#### Data lines ####

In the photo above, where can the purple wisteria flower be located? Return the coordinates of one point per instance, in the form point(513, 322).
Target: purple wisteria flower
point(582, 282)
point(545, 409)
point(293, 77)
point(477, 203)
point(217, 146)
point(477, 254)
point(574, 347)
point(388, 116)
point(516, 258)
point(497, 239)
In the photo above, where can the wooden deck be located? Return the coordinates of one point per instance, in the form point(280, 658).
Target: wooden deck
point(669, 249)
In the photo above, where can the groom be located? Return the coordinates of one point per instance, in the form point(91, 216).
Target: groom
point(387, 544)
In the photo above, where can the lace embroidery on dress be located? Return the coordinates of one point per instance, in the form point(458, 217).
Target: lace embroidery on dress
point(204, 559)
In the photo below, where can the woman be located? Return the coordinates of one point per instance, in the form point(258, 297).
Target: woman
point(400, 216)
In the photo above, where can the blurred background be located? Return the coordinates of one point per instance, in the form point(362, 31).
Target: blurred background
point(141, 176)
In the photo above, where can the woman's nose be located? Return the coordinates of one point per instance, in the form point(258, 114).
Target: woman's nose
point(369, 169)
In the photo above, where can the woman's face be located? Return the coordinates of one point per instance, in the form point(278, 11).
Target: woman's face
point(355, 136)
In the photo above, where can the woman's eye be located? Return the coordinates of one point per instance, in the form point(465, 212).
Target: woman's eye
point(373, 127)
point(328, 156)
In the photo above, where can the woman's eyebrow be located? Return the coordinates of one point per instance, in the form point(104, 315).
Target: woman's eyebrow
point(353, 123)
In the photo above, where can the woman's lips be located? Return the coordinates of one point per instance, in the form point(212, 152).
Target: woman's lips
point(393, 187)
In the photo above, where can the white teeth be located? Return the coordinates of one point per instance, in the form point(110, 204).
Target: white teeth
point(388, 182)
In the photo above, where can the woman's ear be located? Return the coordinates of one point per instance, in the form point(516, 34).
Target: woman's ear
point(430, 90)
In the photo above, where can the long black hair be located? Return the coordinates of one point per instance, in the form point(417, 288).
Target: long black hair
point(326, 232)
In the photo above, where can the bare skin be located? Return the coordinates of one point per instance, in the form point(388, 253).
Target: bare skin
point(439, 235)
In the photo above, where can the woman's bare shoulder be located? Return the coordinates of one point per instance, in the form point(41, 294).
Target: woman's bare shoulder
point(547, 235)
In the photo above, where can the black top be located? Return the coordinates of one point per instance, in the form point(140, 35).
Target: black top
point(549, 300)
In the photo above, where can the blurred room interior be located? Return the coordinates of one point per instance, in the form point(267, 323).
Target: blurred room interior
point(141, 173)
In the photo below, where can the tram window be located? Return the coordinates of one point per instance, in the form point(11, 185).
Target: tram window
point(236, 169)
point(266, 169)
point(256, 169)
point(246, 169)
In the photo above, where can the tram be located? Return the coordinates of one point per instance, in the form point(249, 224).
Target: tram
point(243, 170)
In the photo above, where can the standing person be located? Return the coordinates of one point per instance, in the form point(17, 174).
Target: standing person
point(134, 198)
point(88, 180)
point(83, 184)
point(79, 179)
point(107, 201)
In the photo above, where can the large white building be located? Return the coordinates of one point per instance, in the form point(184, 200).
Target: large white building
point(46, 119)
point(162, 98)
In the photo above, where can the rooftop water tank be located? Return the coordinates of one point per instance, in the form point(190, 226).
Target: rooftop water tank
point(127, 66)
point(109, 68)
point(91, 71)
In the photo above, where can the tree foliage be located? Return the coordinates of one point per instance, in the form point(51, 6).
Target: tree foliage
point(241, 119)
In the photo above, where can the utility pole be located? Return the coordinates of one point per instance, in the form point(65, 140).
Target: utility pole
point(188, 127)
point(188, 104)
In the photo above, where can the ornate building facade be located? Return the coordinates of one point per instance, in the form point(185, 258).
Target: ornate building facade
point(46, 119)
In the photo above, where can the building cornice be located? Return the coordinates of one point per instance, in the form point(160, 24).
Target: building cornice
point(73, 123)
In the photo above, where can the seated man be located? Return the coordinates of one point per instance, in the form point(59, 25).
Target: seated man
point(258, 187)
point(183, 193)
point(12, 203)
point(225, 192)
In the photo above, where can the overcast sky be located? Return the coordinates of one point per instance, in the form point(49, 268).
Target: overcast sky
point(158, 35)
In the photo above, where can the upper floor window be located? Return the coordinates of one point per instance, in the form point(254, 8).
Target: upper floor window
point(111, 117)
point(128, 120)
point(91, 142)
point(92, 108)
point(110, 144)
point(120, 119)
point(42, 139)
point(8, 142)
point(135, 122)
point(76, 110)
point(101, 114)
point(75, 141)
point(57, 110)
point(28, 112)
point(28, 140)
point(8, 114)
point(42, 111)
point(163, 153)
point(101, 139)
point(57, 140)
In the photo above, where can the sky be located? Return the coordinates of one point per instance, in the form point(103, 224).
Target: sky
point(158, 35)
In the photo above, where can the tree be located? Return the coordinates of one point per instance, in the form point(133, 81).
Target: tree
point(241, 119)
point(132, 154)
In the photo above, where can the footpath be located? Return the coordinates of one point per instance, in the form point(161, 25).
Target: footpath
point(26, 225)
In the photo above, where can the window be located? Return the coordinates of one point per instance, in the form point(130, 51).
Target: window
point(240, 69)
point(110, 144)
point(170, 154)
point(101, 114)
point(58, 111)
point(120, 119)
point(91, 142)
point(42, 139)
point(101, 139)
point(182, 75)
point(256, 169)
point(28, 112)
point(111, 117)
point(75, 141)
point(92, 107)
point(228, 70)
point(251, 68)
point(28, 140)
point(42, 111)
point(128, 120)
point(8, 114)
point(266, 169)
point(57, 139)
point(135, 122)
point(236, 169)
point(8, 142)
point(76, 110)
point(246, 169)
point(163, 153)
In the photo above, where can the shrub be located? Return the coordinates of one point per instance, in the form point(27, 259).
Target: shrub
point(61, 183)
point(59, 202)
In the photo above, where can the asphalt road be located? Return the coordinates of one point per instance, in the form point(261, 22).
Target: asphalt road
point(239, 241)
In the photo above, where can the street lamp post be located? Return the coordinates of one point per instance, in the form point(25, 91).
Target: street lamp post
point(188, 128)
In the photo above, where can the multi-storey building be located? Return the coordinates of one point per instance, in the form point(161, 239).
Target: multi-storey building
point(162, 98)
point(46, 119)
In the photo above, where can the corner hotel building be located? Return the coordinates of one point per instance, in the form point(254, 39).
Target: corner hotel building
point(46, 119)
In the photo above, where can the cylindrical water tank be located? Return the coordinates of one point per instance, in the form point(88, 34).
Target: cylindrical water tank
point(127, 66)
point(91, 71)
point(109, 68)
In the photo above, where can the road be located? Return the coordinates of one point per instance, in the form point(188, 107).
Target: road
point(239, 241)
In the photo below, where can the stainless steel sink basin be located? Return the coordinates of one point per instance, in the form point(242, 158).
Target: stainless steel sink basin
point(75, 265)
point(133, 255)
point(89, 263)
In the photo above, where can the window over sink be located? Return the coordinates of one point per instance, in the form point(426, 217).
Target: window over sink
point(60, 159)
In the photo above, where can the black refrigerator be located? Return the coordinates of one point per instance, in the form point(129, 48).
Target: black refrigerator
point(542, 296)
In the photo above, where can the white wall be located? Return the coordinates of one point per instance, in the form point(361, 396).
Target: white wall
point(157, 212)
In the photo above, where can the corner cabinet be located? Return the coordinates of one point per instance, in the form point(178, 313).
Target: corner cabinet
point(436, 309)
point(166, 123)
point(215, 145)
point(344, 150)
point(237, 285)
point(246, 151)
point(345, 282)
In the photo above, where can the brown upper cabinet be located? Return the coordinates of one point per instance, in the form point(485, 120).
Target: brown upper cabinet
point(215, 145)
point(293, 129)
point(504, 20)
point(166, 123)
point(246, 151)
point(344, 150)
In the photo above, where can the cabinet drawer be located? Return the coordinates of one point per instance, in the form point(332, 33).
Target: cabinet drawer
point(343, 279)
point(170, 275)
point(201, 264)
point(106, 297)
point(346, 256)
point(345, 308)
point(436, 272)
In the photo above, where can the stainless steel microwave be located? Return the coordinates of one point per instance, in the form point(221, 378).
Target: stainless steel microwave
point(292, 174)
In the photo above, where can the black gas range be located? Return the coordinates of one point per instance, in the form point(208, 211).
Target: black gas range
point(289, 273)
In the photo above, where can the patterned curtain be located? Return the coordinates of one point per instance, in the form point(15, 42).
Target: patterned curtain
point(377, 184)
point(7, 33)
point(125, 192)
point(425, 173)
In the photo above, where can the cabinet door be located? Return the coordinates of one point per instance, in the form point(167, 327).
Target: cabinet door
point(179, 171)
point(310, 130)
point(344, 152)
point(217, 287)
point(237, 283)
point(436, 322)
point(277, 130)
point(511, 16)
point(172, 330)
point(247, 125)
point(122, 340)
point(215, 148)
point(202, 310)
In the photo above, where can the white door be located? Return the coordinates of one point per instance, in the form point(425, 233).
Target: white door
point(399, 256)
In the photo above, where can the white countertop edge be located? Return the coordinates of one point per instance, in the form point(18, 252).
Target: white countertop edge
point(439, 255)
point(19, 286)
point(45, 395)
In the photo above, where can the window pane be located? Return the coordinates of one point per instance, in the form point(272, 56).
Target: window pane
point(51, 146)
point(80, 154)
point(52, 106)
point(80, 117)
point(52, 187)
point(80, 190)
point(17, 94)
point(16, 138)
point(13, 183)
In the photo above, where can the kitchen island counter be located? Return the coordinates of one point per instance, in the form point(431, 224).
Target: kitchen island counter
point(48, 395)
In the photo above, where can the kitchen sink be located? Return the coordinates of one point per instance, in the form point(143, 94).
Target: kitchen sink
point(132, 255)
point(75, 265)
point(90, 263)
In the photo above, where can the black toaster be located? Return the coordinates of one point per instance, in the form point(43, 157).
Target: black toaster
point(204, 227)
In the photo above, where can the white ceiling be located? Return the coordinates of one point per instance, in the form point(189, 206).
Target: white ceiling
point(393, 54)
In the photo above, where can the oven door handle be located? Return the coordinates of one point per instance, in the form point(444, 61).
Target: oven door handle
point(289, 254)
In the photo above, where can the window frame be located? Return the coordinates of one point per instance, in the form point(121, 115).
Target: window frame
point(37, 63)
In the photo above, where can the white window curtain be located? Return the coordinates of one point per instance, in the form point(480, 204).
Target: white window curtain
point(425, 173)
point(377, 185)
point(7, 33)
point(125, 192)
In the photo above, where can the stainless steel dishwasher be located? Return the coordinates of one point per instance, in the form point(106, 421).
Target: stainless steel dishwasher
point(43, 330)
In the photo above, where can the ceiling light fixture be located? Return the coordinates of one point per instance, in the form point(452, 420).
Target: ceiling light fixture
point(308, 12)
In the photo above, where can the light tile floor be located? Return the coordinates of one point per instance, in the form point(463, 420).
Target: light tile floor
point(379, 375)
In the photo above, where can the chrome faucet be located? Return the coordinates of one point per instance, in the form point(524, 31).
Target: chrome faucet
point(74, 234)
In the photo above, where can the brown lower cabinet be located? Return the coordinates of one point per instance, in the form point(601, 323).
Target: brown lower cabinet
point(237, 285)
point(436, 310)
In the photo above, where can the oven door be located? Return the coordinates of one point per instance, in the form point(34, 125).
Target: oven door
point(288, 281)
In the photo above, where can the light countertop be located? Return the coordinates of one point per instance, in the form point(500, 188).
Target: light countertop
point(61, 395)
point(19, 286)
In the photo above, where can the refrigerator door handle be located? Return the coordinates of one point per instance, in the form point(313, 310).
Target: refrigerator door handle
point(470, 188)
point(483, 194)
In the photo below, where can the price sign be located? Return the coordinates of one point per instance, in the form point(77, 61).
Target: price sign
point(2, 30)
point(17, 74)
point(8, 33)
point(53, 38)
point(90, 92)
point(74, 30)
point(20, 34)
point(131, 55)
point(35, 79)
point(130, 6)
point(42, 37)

####

Lay out the rows above as a numbered list, skipping blank lines, from the start of the rows through the line that contains "point(355, 136)", inclusive.

1. In the photo above, where can the purple wisteria flower be located? Return the coordinates of one point per instance, in the form point(513, 322).
2. Target: purple wisteria flower
3. point(582, 282)
4. point(545, 409)
5. point(293, 77)
6. point(477, 203)
7. point(217, 146)
8. point(477, 254)
9. point(574, 347)
10. point(388, 116)
11. point(516, 258)
12. point(497, 239)
13. In the photo above, where can the wooden deck be located? Return the coordinates of one point per instance, in the form point(280, 658).
14. Target: wooden deck
15. point(669, 249)
16. In the photo above, where can the groom be located? Return the coordinates of one point per instance, in the form point(91, 216).
17. Target: groom
18. point(387, 544)
19. In the photo above, where can the lace embroidery on dress be located? Return the coordinates of one point per instance, in the form point(458, 217).
20. Target: lace embroidery on dress
21. point(204, 559)
22. In the photo below, where can the woman be located? Return the coordinates of one point per instance, in the form point(258, 297).
23. Target: woman
24. point(400, 216)
25. In the photo above, where can the blurred background be located? Return the coordinates of one point per instance, in the form point(362, 31).
26. Target: blurred background
27. point(141, 176)
28. In the photo above, where can the woman's nose be located? Return the coordinates of one point per instance, in the form point(258, 114).
29. Target: woman's nose
30. point(369, 169)
31. In the photo above, where can the woman's face be located? Return the coordinates of one point per instance, in the form point(278, 11).
32. Target: woman's face
33. point(355, 136)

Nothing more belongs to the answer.